Dataset content =>
··········
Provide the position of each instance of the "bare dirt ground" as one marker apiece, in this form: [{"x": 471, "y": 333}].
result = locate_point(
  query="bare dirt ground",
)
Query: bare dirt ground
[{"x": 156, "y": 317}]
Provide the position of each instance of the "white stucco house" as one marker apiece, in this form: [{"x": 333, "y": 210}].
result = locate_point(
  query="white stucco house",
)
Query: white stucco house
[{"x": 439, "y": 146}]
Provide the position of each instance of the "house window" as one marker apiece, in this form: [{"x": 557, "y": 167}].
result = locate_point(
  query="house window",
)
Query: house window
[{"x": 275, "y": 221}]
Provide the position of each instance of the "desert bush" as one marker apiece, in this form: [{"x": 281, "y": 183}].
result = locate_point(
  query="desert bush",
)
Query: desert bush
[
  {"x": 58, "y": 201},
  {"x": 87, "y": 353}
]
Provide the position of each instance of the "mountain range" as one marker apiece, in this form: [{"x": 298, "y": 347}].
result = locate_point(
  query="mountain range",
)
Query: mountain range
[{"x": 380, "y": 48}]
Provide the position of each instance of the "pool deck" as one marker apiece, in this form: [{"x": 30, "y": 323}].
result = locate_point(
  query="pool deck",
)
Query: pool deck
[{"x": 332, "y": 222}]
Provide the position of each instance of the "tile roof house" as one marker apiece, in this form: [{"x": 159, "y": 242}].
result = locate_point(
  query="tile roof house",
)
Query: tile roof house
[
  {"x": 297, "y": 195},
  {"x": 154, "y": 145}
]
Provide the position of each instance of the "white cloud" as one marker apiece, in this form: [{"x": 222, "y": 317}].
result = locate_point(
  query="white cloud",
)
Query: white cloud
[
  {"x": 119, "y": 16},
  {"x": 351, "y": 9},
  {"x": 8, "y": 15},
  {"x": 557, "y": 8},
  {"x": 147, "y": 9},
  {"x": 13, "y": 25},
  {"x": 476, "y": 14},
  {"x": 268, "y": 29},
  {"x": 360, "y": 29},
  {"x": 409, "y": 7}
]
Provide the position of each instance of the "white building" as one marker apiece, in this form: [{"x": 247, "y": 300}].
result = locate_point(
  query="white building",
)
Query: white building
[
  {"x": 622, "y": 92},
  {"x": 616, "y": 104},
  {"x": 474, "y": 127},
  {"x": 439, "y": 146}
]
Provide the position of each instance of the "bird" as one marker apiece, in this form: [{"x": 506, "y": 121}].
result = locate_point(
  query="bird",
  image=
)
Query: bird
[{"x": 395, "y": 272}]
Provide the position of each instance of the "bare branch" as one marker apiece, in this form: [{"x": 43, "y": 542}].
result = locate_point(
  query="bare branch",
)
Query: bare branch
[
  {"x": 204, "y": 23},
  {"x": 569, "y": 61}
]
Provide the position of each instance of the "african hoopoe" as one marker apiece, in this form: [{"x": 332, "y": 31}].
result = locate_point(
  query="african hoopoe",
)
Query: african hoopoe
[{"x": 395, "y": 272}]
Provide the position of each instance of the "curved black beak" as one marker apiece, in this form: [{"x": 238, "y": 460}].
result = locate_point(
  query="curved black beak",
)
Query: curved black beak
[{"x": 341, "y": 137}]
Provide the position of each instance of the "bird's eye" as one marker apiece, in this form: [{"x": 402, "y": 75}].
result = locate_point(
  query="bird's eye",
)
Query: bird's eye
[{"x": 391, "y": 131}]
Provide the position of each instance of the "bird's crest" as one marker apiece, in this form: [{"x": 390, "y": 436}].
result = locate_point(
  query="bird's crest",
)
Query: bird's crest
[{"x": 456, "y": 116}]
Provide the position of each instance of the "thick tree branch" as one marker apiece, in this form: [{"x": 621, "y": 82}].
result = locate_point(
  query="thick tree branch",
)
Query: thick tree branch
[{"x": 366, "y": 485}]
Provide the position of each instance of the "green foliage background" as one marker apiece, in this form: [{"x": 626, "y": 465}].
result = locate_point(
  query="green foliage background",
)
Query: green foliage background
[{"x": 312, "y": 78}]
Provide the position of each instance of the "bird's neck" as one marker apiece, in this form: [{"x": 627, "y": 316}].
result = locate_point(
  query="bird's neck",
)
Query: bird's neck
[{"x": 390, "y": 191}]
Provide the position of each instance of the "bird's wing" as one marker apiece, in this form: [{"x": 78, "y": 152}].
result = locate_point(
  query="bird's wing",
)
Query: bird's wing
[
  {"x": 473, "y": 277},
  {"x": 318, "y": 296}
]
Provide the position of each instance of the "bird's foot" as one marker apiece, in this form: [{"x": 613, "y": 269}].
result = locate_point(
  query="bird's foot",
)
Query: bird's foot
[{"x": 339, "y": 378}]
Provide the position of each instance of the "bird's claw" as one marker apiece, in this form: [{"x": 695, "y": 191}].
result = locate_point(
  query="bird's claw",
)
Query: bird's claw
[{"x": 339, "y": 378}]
··········
What is expected => Would you please copy the material above exactly, with nothing left out?

Task solution =>
Provide the position of each instance of the "bare dirt ground" as one marker apiece, in this form: [{"x": 471, "y": 333}].
result = locate_point(
  query="bare dirt ground",
)
Query: bare dirt ground
[{"x": 156, "y": 317}]
Provide the position of each instance of the "white stucco house" as one marker apiece, in this form: [{"x": 333, "y": 210}].
result = locate_point(
  query="white stucco house",
)
Query: white stucco house
[{"x": 439, "y": 146}]
Provide the position of each instance of the "house window" as one marker apiece, in this form: [{"x": 557, "y": 167}].
result = locate_point(
  query="house window",
)
Query: house window
[{"x": 275, "y": 221}]
Provide the position of each instance of the "desert bush" as one marker apiece, in this form: [{"x": 281, "y": 183}].
result = locate_point(
  query="desert bush",
)
Query: desert bush
[
  {"x": 58, "y": 201},
  {"x": 87, "y": 353}
]
Provide the position of each instance of the "mountain range" as one marker apiece, in this form: [{"x": 298, "y": 347}].
result = locate_point(
  query="mountain range",
)
Query: mountain range
[{"x": 380, "y": 48}]
Provide the position of each instance of the "pool deck" as one marker apiece, in this form: [{"x": 30, "y": 323}].
result = locate_point(
  query="pool deck",
)
Query: pool deck
[{"x": 332, "y": 222}]
Provide the position of each instance of the "tile roof house" as one marker apiece, in this form: [{"x": 159, "y": 242}].
result = locate_point(
  query="tile roof house",
)
Query: tile roof house
[
  {"x": 297, "y": 195},
  {"x": 154, "y": 145}
]
Provide the position of each instance of the "white cloud" as one marker apiece, in this form: [{"x": 222, "y": 317}].
result = locate_point(
  query="white cloud",
)
Query: white cloud
[
  {"x": 119, "y": 16},
  {"x": 351, "y": 9},
  {"x": 8, "y": 15},
  {"x": 557, "y": 8},
  {"x": 147, "y": 9},
  {"x": 13, "y": 25},
  {"x": 476, "y": 14},
  {"x": 268, "y": 29},
  {"x": 360, "y": 29},
  {"x": 409, "y": 7}
]
Provide the position of each instance of the "white building" as one marker apiece, in this form: [{"x": 247, "y": 300}].
result = locate_point(
  query="white building",
)
Query: white building
[
  {"x": 622, "y": 92},
  {"x": 616, "y": 104},
  {"x": 474, "y": 127},
  {"x": 439, "y": 146}
]
Provide the position of each instance of the "bird" as one marker apiece, in this form: [{"x": 506, "y": 121}].
result = locate_point(
  query="bird",
  image=
)
Query: bird
[{"x": 395, "y": 272}]
Provide the position of each instance of the "bare branch" as one marker apiece, in this form: [{"x": 43, "y": 542}].
result = locate_point(
  query="bare branch",
)
Query: bare branch
[
  {"x": 204, "y": 23},
  {"x": 569, "y": 61}
]
Provide the position of each instance of the "african hoopoe" as one marker apiece, in this form: [{"x": 332, "y": 31}].
result = locate_point(
  query="african hoopoe",
)
Query: african hoopoe
[{"x": 395, "y": 272}]
Provide the position of each instance of the "curved black beak" as one marker apiece, in this form: [{"x": 238, "y": 460}].
result = locate_point(
  query="curved black beak",
)
Query: curved black beak
[{"x": 341, "y": 137}]
Provide the position of each instance of the "bird's eye" as one marker apiece, in this form: [{"x": 402, "y": 75}].
result = locate_point(
  query="bird's eye",
)
Query: bird's eye
[{"x": 391, "y": 131}]
Provide the position of each instance of the "bird's crest" as one marker apiece, in this form: [{"x": 390, "y": 436}].
result = locate_point(
  query="bird's crest",
)
Query: bird's crest
[{"x": 456, "y": 116}]
Provide the position of each instance of the "thick tree branch" as one marker apiece, in this form: [{"x": 621, "y": 82}].
result = locate_point(
  query="thick tree branch",
)
Query: thick tree branch
[{"x": 366, "y": 485}]
Provide the position of each instance of the "green foliage background" as one marker apiece, in this form: [{"x": 626, "y": 465}].
result = locate_point(
  query="green foliage background",
)
Query: green foliage background
[{"x": 312, "y": 78}]
Provide the position of each instance of the "bird's neck" as one marker apiece, in this form: [{"x": 627, "y": 316}].
result = locate_point(
  query="bird's neck",
)
Query: bird's neck
[{"x": 390, "y": 191}]
Provide the position of each instance of the "bird's wing" as one marker apiece, in this form: [{"x": 78, "y": 152}].
result = locate_point(
  query="bird's wing",
)
Query: bird's wing
[
  {"x": 473, "y": 277},
  {"x": 318, "y": 296}
]
Provide the position of each instance of the "bird's foot" as one marker apiece, in this form: [{"x": 613, "y": 269}].
result = locate_point(
  query="bird's foot",
)
Query: bird's foot
[{"x": 339, "y": 378}]
Provide the position of each instance of the "bird's claw" as one marker apiece, in this form: [{"x": 695, "y": 191}].
result = locate_point(
  query="bird's claw",
)
Query: bird's claw
[{"x": 339, "y": 378}]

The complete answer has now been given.